- [Work instructions]:
Output the full material exactly as it appears here.

(Excerpts from point annotation data)
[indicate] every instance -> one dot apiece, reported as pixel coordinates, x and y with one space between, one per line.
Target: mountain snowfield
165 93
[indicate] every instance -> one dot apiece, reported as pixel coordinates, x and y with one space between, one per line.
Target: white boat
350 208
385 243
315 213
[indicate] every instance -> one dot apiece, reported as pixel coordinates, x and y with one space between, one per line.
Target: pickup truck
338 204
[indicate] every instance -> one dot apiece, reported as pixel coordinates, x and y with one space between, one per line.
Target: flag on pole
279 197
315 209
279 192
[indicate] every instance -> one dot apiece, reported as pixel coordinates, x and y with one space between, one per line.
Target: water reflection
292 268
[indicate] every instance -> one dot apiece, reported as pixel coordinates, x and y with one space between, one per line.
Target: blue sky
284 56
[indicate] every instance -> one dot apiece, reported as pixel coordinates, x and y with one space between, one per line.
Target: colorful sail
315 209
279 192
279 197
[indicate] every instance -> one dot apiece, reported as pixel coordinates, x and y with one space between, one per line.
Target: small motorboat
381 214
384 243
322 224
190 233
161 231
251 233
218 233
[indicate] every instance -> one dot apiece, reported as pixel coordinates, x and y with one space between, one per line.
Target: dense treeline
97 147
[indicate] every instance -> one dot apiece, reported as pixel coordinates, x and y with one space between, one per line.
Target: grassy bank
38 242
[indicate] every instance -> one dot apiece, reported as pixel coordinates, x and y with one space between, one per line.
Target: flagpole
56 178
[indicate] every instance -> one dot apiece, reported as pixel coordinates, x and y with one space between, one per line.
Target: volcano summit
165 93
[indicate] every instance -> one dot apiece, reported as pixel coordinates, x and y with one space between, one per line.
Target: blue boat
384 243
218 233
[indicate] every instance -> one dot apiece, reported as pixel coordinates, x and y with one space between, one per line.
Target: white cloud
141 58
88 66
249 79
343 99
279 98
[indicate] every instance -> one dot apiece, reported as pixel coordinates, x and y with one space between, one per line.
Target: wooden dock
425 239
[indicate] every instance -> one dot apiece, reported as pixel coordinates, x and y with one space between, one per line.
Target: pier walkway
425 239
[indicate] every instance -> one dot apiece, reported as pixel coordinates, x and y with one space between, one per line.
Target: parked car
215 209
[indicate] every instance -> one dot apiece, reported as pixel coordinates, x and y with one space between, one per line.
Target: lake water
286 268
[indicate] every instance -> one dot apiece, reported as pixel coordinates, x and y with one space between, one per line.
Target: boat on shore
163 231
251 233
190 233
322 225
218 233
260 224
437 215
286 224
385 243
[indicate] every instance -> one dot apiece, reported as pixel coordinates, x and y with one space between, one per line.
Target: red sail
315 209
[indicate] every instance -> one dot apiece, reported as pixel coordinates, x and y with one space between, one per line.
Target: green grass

- [Correct output]:
[indicate] every instance -> one dot apiece, reported as pixel coordinates, x and y with one space between, one per line.
Target: mountain snowfield
165 93
[indicate] every instance -> one dot apiece, reported as pixel coordinates, x and y with one space between, one per line.
Target: white boat
350 208
385 243
315 213
[indicate] every instance -> one dot apiece, reported as pixel coordinates, x and y with one space between, one per line.
Target: pickup truck
338 204
[indicate] every instance -> one dot apiece, reported as pixel coordinates, x and y with one space between, one per line.
Target: flag on pole
279 197
315 209
279 192
[indicate] every instance -> one dot apiece, reported as pixel coordinates, x and y with one space between, one per line.
Target: water reflection
292 268
[indicate] every instance -> one dot apiece, reported as pixel coordinates, x and y with one space between, one per line.
Target: blue sky
284 56
[indicate] every instance -> one dot apiece, reported as pixel coordinates, x and y with one space between, one per line.
Target: colorful sail
315 209
279 192
279 197
[indicate] every instance -> one dot apiece, reported as pixel coordinates, x and y with one space between, one per line.
Target: small motorboat
381 214
384 243
322 224
190 233
161 231
251 233
218 233
[indicate] every instance -> one dot apiece, reported as pixel coordinates, x and y with one space between, one per line.
Target: dense treeline
97 147
[indicate] every instance -> one dot apiece, reported as pixel coordinates, x and y with one space between, one per line.
Target: grassy bank
38 242
[indicate] every instance -> one dot apiece, reported as pixel coordinates, x and y with one space between, one per line.
Target: flagpole
56 178
[indicate] every instance -> one dot apiece, reported as pixel coordinates, x and y with one space between, one per line.
Target: volcano summit
165 93
[indicate] every instance -> one dot apiece, reported as pixel coordinates, x and y with one space between, one per line.
Target: blue boat
384 243
218 233
[indicate] every instance -> one dot apiece, reported as pixel coordinates, x and y with one space between, one per line.
Target: white cloud
141 58
88 66
249 79
343 99
279 98
[indicate] every instance -> one dot apiece, reported as pixel coordinates, x and y with one space between, one per line.
Target: wooden dock
425 239
[indicate] every instance -> one dot apiece, reported as pixel coordinates, x and y with one space between, one per line.
Target: pier walkway
425 239
[indicate] every instance -> one dot apiece, reported as pixel coordinates, x and y with one space between, one per line.
Target: parked car
215 209
[indicate] every instance -> one dot apiece, reported as pixel coordinates, x and y with one space between, one per line.
Target: lake water
286 268
[indicate] every instance -> one dot apiece, reported as pixel coordinates, x and y with one space between, one per line.
Target: boat on shore
163 231
251 233
190 233
322 225
218 233
260 224
437 215
286 224
385 243
[indicate] every instance -> one dot apiece, reported as pixel coordinates, x and y with one space between, one per line.
Target: red sail
315 209
[indicate] every instance -> one dot apiece, reported as pixel coordinates, x and y with one space between, one per line.
Target: green grass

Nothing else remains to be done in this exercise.